-- RECORDS TO PROCESS --
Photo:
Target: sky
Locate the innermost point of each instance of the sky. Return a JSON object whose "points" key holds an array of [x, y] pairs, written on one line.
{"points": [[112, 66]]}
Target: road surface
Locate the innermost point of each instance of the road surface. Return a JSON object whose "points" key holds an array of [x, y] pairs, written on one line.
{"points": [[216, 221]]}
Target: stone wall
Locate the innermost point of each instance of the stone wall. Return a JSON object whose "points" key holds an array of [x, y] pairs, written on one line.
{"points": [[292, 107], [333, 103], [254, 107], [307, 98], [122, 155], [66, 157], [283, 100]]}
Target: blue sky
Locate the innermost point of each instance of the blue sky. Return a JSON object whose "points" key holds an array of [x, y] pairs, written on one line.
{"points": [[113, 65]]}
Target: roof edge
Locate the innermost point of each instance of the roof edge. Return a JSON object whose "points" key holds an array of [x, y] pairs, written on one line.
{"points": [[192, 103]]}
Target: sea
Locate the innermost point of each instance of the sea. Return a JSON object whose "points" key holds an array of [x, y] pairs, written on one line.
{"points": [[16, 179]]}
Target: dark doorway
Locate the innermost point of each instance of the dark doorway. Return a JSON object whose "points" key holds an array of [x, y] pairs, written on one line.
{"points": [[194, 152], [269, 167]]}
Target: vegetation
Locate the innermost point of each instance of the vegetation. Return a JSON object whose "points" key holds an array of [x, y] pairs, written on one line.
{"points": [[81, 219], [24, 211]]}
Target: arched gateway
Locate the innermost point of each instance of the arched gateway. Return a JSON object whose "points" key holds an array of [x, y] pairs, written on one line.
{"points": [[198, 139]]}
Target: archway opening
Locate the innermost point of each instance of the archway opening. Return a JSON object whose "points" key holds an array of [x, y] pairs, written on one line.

-- EXERCISE TASK --
Lay out every line of the records above as a Markdown table with two columns, Row and Line Text. Number the rows in order and skip any blank lines.

-- RESULT --
| Row | Line Text |
|---|---|
| 1 | Photo: |
| 2 | Target: sky |
| 3 | Locate the innermost point of each instance of the sky. Return a JSON object whose "points" key holds an array of [x, y] pairs, written on one line. |
| 4 | {"points": [[112, 66]]} |
| 5 | Target: road surface |
| 6 | Locate the innermost point of each instance of the road surface. Return a JSON object whose "points" key holds an array of [x, y] pairs, written on one line. |
| 7 | {"points": [[216, 221]]} |
| 8 | Target: stone wall |
| 9 | Locate the innermost point of each instance of the stone wall. Return a JSON object whose "points" key holds an array of [x, y] pairs, written on one line. |
| 10 | {"points": [[292, 107], [333, 103], [254, 107], [307, 98], [122, 155], [66, 157], [283, 100]]} |
| 11 | Target: blue sky |
| 12 | Locate the innermost point of each instance of the blue sky. Return a JSON object whose "points" key holds an array of [x, y] pairs, written on one line. |
| 13 | {"points": [[113, 65]]} |
| 14 | Target: roof edge |
| 15 | Locate the innermost point of each instance of the roof edge. Return a JSON object whose "points" key holds an array of [x, y] pairs, written on one line. |
| 16 | {"points": [[192, 103]]} |
| 17 | Target: sea |
| 18 | Locate the innermost point of each instance of the sea. Return a JSON object whose "points" key holds an array of [x, y] pairs, written on one line. |
| 19 | {"points": [[16, 179]]} |
| 20 | Target: dark doorway |
| 21 | Locate the innermost point of each instance of the dark doorway. Return a JSON object whose "points" key holds an array of [x, y] pairs, written on one line. |
| 22 | {"points": [[194, 152], [269, 167]]} |
| 23 | Target: vegetation |
| 24 | Locate the innermost point of each instance of the vegetation. Return a JSON object whose "points" key holds an array of [x, y] pairs, written on one line. |
| 25 | {"points": [[81, 219], [24, 211]]} |
| 26 | Target: arched gateway |
| 27 | Locate the innermost point of each instance of the arched gateway. Return a JSON object whose "points" key holds an array of [x, y] pairs, written on one line. |
| 28 | {"points": [[198, 139]]} |
| 29 | Target: archway opening |
| 30 | Locate the innermost point of each instance of the archway opening. Return a JSON object whose "points" key holds an array of [x, y] pairs, written on one line. |